#### DOCUMENT SECTION ####
Skip to content

OpenAdaptAI/openadapt-evals

Repository files navigation

OpenAdapt Evals

Build PyPI Python 3.10+ License: MIT

Evaluation infrastructure for GUI agent benchmarks, built for OpenAdapt.

What is OpenAdapt Evals?

OpenAdapt Evals is a unified framework for evaluating GUI automation agents against standardized benchmarks such as Windows Agent Arena (WAA). It provides benchmark adapters, agent interfaces, Azure VM infrastructure for parallel evaluation, and result visualization -- everything needed to go from "I have a GUI agent" to "here are its benchmark scores."

Benchmark Viewer

Benchmark Viewer Animation

More screenshots

Task Detail View -- step-by-step replay with screenshots, actions, and execution logs:

Task Detail View

Cost Tracking Dashboard -- real-time Azure VM cost monitoring with tiered sizing and spot instances:

Cost Dashboard

Key Features

  • Benchmark adapters for WAA (live, mock, and local modes), with an extensible base for OSWorld, WebArena, and others
  • Agent interfaces including ApiAgent (Claude / GPT), RetrievalAugmentedAgent, RandomAgent, and PolicyAgent
  • Azure VM infrastructure with AzureVMManager, PoolManager, SSHTunnelManager, and VMMonitor for running evaluations at scale
  • CLI tools -- oa-vm for VM and pool management (50+ commands), benchmark CLI for running evals
  • Cost optimization -- tiered VM sizing, spot instance support, and real-time cost tracking
  • Results visualization -- HTML viewer with step-by-step screenshot replay, execution logs, and domain breakdowns
  • Trace export for converting evaluation trajectories into training data
  • Configuration via pydantic-settings with automatic .env loading

Installation

pip install openadapt-evals

With optional dependencies:

pip install openadapt-evals[azure]      # Azure VM management
pip install openadapt-evals[retrieval]  # Demo retrieval agent
pip install openadapt-evals[viewer]     # Live results viewer
pip install openadapt-evals[all]        # Everything

Quick Start

Run a mock evaluation (no VM required)
####
**EXERCISE BRIEF**
Write out the OpenAdapt Evals repository page above in full, word for word.
#### GIVEN RECORDS ####
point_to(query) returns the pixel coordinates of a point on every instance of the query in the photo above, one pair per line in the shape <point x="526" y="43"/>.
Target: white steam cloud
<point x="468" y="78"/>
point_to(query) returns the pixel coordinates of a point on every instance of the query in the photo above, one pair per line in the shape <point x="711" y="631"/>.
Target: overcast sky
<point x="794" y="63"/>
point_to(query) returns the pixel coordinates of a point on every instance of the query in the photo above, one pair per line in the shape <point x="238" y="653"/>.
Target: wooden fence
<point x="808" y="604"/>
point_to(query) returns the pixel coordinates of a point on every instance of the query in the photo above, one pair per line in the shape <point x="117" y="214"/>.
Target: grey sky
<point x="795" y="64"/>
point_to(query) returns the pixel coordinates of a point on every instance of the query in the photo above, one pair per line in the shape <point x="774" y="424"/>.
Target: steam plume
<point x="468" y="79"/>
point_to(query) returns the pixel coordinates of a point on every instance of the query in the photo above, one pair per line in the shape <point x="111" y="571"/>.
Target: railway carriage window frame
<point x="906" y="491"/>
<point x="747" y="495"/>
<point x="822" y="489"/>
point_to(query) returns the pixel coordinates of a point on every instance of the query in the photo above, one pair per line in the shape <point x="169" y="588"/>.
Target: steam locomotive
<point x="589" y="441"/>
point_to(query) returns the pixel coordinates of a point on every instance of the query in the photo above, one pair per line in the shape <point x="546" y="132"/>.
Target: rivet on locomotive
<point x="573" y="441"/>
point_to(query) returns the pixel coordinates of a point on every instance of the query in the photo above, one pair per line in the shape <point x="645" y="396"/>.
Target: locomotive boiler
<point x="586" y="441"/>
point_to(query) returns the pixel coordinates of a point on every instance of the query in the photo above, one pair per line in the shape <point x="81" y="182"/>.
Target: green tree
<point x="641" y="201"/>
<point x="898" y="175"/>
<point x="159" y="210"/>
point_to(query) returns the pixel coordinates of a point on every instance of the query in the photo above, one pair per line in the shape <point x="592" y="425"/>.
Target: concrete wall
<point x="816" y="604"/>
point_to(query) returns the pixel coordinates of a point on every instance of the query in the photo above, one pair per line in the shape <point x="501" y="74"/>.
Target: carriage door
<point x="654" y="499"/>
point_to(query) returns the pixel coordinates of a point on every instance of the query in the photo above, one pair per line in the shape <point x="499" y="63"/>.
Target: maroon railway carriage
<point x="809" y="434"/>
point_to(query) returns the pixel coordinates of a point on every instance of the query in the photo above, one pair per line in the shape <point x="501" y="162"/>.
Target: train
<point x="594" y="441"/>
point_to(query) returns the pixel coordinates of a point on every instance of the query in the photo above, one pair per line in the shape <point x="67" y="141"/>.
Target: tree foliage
####
**RESPONSE FOR THIS EXERCISE**
Skip to content

OpenAdaptAI/openadapt-evals

Repository files navigation

OpenAdapt Evals

Build PyPI Python 3.10+ License: MIT

Evaluation infrastructure for GUI agent benchmarks, built for OpenAdapt.

What is OpenAdapt Evals?

OpenAdapt Evals is a unified framework for evaluating GUI automation agents against standardized benchmarks such as Windows Agent Arena (WAA). It provides benchmark adapters, agent interfaces, Azure VM infrastructure for parallel evaluation, and result visualization -- everything needed to go from "I have a GUI agent" to "here are its benchmark scores."

Benchmark Viewer

Benchmark Viewer Animation

More screenshots

Task Detail View -- step-by-step replay with screenshots, actions, and execution logs:

Task Detail View

Cost Tracking Dashboard -- real-time Azure VM cost monitoring with tiered sizing and spot instances:

Cost Dashboard

Key Features

  • Benchmark adapters for WAA (live, mock, and local modes), with an extensible base for OSWorld, WebArena, and others
  • Agent interfaces including ApiAgent (Claude / GPT), RetrievalAugmentedAgent, RandomAgent, and PolicyAgent
  • Azure VM infrastructure with AzureVMManager, PoolManager, SSHTunnelManager, and VMMonitor for running evaluations at scale
  • CLI tools -- oa-vm for VM and pool management (50+ commands), benchmark CLI for running evals
  • Cost optimization -- tiered VM sizing, spot instance support, and real-time cost tracking
  • Results visualization -- HTML viewer with step-by-step screenshot replay, execution logs, and domain breakdowns
  • Trace export for converting evaluation trajectories into training data
  • Configuration via pydantic-settings with automatic .env loading

Installation

pip install openadapt-evals

With optional dependencies:

pip install openadapt-evals[azure]      # Azure VM management
pip install openadapt-evals[retrieval]  # Demo retrieval agent
pip install openadapt-evals[viewer]     # Live results viewer
pip install openadapt-evals[all]        # Everything

Quick Start

Run a mock evaluation (no VM required)